GAFA, pour qui sonne le glas ?

Davantage qu’une froide métaphore des places boursières américaines, les GAFA en sont aujourd’hui l’ultime hyperbole. Mais précisément, à l’heure où les actifs à risque en général et les actions internationales en particulier voient le paradigme haussier qui les régit depuis quatre décennies sévèrement remis en cause par l’hydre inflationniste, le glas ne commence-t-il pas à sonner, à tout le moins d’un point de vue boursier, pour ces géants du numérique ?

Par Stéphane Barbier de la Serre, éditorialiste Denjean & Associés

Les GAFA, un vaste écosystème

Les marchés financiers ont toujours été friands d’acronymes : les BRICS (Brésil, Russie, Inde, Chine, Afrique du Sud) depuis 2001 ou encore les PIGS (Portugal, Italie, Grèce, Espagne) depuis 2008 ont ainsi laissé une empreinte particulièrement profonde dans la mémoire collective des investisseurs. Mais nul acronyme financier n’a sans doute connu une plus grande fortune que celui de GAFA, qui regroupe les figures les plus emblématiques – et plus prosaïquement les plus cotées en bourse… – de l’économie numérique américaine ; des géants qui ont pour nom Google, Apple, Facebook, Amazon, auxquels on rajoute souvent Microsoft, GAFA devenant alors GAFAM.

● **INFORMATIONS FOURNIES**:
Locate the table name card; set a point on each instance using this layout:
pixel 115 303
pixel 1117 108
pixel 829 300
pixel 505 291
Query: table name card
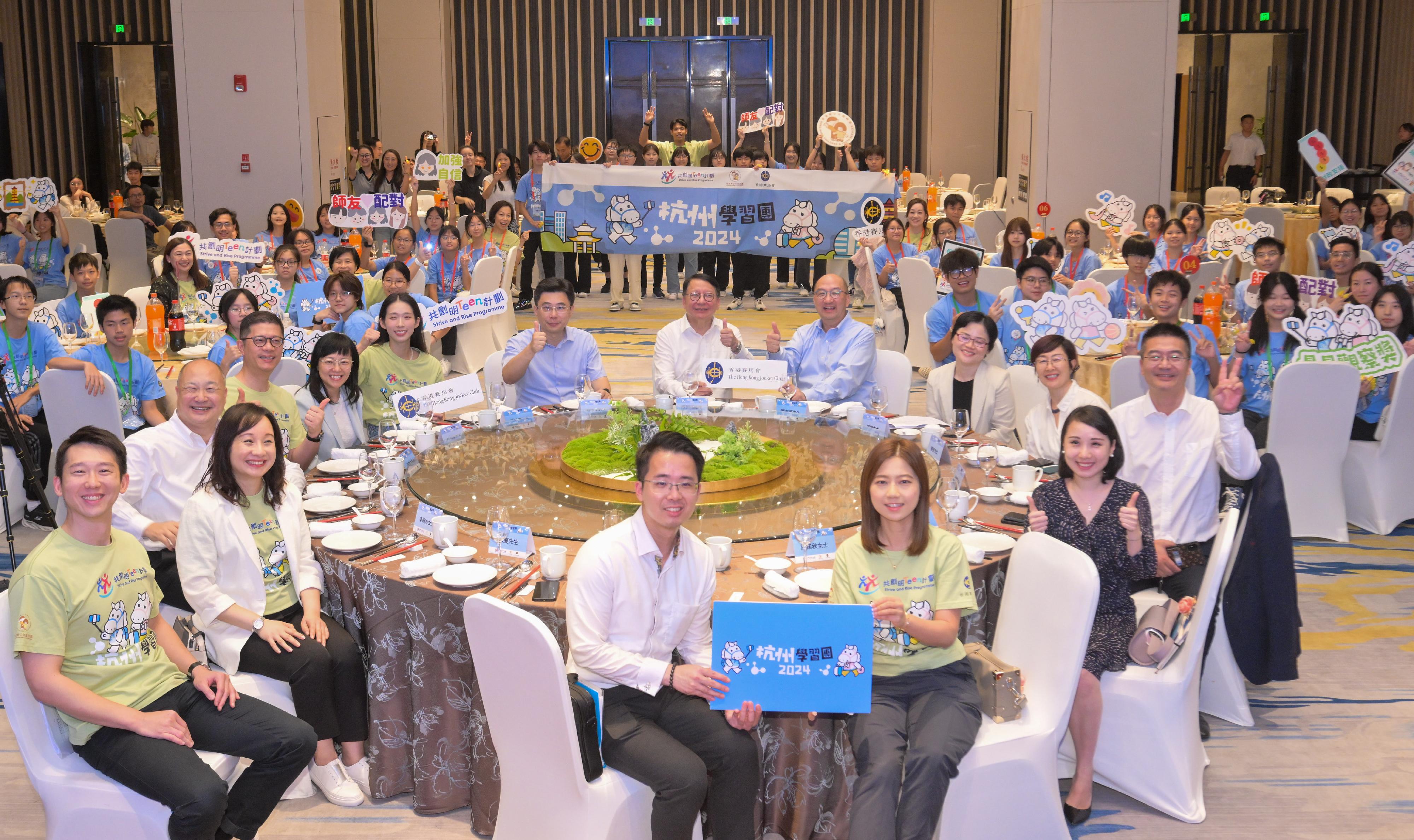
pixel 793 409
pixel 744 374
pixel 423 524
pixel 875 425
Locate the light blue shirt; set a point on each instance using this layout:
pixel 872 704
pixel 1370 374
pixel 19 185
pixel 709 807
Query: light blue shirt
pixel 136 381
pixel 834 367
pixel 883 257
pixel 555 371
pixel 941 317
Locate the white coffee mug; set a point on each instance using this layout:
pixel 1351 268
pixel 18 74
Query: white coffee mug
pixel 720 549
pixel 445 531
pixel 958 505
pixel 552 562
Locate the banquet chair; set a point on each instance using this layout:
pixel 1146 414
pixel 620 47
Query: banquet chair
pixel 544 792
pixel 916 278
pixel 1377 473
pixel 1006 784
pixel 1027 394
pixel 1149 746
pixel 894 374
pixel 1311 474
pixel 78 801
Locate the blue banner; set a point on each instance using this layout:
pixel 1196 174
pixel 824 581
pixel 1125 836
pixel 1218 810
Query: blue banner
pixel 679 210
pixel 794 657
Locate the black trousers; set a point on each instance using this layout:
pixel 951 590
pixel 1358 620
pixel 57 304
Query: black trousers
pixel 908 747
pixel 752 272
pixel 674 743
pixel 165 568
pixel 279 747
pixel 327 681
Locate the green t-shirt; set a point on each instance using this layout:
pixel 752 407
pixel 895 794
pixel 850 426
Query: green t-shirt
pixel 281 404
pixel 275 558
pixel 91 604
pixel 938 579
pixel 382 375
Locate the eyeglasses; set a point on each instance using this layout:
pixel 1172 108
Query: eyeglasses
pixel 664 487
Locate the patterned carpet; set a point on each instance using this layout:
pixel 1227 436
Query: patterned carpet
pixel 1331 756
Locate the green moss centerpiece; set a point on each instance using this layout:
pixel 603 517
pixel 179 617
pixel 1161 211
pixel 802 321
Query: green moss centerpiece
pixel 735 459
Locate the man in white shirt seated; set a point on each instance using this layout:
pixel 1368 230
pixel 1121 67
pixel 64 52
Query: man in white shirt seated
pixel 684 346
pixel 638 593
pixel 1174 445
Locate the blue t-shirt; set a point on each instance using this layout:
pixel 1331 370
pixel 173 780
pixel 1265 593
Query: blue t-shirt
pixel 1259 374
pixel 45 261
pixel 530 193
pixel 941 317
pixel 29 358
pixel 136 381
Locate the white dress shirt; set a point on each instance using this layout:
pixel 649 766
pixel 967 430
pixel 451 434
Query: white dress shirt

● **DÉTAILS DE LA TÂCHE**: Veuillez recopier mot pour mot le texte sur les GAFA, depuis « Davantage qu’une froide » jusqu'à « géants du numérique ? » inclus. Ce matériel n'intervient en rien dans ce qui est demandé ici.

● **RÉPONSE ATTENDUE**:
Davantage qu’une froide métaphore des places boursières américaines, les GAFA en sont aujourd’hui l’ultime hyperbole. Mais précisément, à l’heure où les actifs à risque en général et les actions internationales en particulier voient le paradigme haussier qui les régit depuis quatre décennies sévèrement remis en cause par l’hydre inflationniste, le glas ne commence-t-il pas à sonner, à tout le moins d’un point de vue boursier, pour ces géants du numérique ?